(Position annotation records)
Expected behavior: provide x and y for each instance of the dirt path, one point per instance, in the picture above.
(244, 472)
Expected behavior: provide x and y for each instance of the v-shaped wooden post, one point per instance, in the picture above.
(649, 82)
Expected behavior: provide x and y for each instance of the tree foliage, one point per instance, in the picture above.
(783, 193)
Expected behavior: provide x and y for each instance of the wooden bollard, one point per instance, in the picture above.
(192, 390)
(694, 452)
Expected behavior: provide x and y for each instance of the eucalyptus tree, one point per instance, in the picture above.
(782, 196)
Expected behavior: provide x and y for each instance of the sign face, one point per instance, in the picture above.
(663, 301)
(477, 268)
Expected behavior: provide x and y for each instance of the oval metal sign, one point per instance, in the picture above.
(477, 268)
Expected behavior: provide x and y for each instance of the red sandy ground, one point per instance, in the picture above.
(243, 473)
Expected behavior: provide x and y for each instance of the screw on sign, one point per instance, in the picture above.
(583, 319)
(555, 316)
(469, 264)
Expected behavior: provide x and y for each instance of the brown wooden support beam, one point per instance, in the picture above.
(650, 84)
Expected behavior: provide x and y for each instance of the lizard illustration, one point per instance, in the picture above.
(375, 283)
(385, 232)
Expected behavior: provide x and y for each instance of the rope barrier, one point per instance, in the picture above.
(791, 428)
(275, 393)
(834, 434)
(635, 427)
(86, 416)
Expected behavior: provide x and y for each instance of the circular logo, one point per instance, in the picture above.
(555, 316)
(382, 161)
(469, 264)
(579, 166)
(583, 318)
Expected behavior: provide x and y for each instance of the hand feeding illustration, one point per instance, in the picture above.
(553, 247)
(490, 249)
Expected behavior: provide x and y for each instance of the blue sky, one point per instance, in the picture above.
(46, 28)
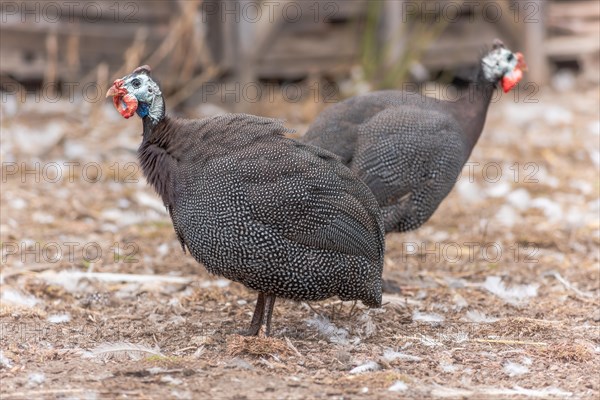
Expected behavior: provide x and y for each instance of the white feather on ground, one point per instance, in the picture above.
(398, 386)
(479, 317)
(427, 317)
(106, 351)
(17, 298)
(390, 355)
(327, 329)
(514, 369)
(369, 366)
(516, 295)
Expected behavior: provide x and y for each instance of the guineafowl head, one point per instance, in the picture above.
(501, 65)
(138, 93)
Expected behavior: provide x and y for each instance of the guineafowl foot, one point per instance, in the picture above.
(389, 286)
(257, 317)
(269, 305)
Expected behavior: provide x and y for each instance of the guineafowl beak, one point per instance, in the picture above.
(511, 79)
(125, 103)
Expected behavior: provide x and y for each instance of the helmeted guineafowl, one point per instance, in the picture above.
(408, 148)
(283, 218)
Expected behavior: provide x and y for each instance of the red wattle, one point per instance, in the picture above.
(126, 105)
(509, 81)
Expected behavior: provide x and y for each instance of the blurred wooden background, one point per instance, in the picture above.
(195, 40)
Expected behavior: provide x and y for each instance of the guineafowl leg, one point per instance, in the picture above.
(257, 317)
(270, 303)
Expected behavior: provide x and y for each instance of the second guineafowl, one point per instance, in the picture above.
(408, 148)
(283, 218)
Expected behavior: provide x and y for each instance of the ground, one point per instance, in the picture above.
(498, 291)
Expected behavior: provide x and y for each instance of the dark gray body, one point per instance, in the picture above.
(409, 149)
(281, 217)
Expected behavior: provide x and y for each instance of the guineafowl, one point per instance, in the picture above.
(408, 148)
(283, 218)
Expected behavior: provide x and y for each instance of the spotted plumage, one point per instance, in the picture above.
(283, 218)
(408, 148)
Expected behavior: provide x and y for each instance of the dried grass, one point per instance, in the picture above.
(257, 346)
(564, 352)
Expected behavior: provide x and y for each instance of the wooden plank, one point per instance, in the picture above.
(566, 47)
(577, 9)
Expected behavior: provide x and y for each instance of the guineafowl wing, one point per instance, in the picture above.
(318, 202)
(410, 159)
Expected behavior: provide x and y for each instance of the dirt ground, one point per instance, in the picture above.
(499, 290)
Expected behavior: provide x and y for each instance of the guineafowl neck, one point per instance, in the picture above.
(471, 110)
(159, 153)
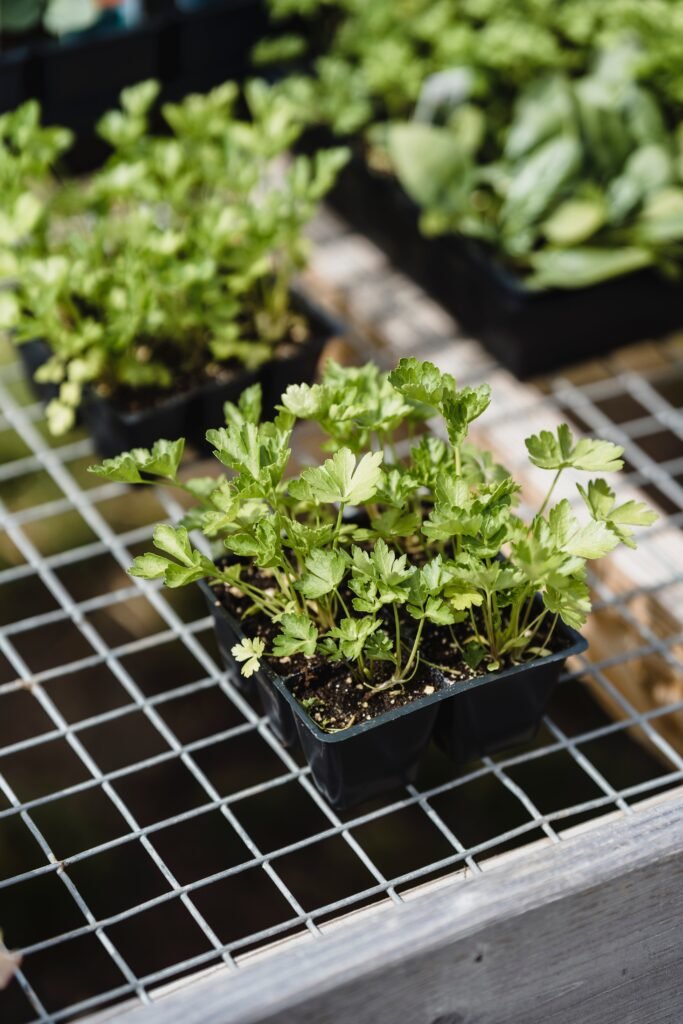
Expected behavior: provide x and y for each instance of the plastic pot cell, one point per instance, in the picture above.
(468, 720)
(228, 633)
(211, 42)
(485, 715)
(528, 332)
(368, 759)
(81, 78)
(189, 414)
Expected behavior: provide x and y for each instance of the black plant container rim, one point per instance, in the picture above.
(302, 302)
(575, 644)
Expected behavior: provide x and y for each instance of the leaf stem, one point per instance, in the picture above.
(552, 487)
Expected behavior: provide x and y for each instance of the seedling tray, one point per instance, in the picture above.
(190, 414)
(468, 720)
(528, 332)
(78, 79)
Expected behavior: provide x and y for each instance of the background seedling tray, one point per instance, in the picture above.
(527, 332)
(151, 825)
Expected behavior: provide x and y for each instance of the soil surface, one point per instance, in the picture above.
(136, 399)
(332, 695)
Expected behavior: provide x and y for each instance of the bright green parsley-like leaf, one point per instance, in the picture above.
(568, 597)
(162, 460)
(462, 408)
(247, 410)
(325, 570)
(592, 540)
(421, 382)
(600, 500)
(249, 652)
(121, 469)
(558, 451)
(303, 400)
(339, 479)
(298, 636)
(352, 634)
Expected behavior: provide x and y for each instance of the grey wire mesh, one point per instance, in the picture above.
(98, 628)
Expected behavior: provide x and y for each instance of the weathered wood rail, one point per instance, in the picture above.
(589, 931)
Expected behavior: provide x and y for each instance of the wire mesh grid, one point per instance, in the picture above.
(151, 824)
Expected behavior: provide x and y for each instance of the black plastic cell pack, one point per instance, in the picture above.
(190, 414)
(468, 720)
(528, 332)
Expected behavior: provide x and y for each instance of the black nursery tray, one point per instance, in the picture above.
(468, 720)
(529, 332)
(190, 414)
(77, 80)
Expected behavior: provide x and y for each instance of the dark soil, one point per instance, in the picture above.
(438, 647)
(331, 693)
(341, 700)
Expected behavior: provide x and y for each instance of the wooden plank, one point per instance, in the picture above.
(589, 931)
(355, 276)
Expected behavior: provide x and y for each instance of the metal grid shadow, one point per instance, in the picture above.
(151, 825)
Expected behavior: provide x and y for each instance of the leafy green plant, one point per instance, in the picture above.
(586, 183)
(548, 131)
(173, 263)
(372, 59)
(434, 546)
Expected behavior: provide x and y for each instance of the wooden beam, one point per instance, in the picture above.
(589, 930)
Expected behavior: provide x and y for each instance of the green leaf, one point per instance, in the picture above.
(538, 180)
(594, 540)
(462, 408)
(421, 381)
(569, 598)
(150, 566)
(600, 500)
(352, 635)
(549, 451)
(304, 400)
(248, 409)
(249, 651)
(120, 469)
(325, 570)
(164, 459)
(339, 479)
(60, 418)
(298, 636)
(426, 159)
(582, 266)
(175, 542)
(238, 446)
(574, 220)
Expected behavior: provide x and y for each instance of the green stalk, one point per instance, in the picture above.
(552, 487)
(414, 650)
(397, 630)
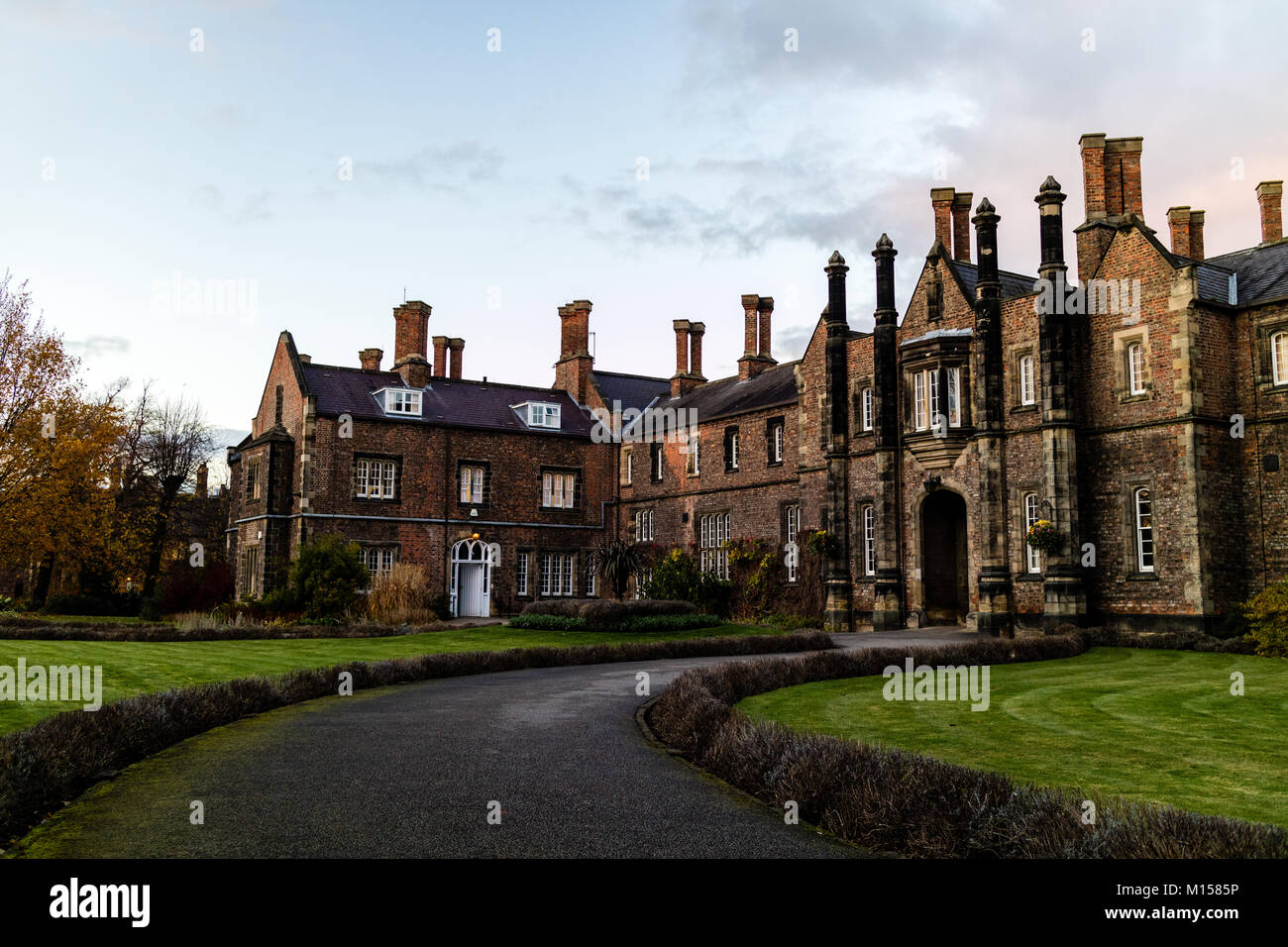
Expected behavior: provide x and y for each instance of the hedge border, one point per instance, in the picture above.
(14, 630)
(62, 755)
(896, 800)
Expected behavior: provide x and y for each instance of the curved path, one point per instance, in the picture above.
(410, 771)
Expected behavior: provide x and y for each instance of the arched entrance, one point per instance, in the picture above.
(943, 558)
(472, 579)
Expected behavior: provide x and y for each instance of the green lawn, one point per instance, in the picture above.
(1144, 724)
(132, 668)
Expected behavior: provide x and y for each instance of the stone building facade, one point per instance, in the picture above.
(1138, 405)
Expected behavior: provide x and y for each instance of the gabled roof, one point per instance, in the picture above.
(1013, 283)
(732, 395)
(632, 390)
(455, 402)
(1261, 272)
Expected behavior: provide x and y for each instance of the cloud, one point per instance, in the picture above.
(438, 167)
(252, 209)
(98, 346)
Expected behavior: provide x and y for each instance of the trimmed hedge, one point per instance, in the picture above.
(892, 799)
(26, 628)
(1170, 641)
(643, 622)
(605, 612)
(60, 757)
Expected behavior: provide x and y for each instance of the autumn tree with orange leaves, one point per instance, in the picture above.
(55, 449)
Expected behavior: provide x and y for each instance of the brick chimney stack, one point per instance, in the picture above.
(572, 369)
(1270, 195)
(411, 334)
(941, 202)
(961, 226)
(765, 311)
(696, 331)
(756, 331)
(439, 356)
(1186, 232)
(682, 381)
(1112, 189)
(1197, 234)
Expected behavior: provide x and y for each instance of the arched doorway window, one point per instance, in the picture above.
(943, 558)
(472, 579)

### GOAL
Express the rows from the line containing "the arched doorway" through the end of the rows as a two-column CSV with the columns request and answer, one row per request. Put the request text and its answer each in a single quoted field, replacing any line breaks with spaces.

### SOLUTION FOR THIS EXERCISE
request,answer
"Expected behavior: provide x and y for each instance of the arched doorway window, one point per instance, in the picture above.","(943, 558) (472, 579)"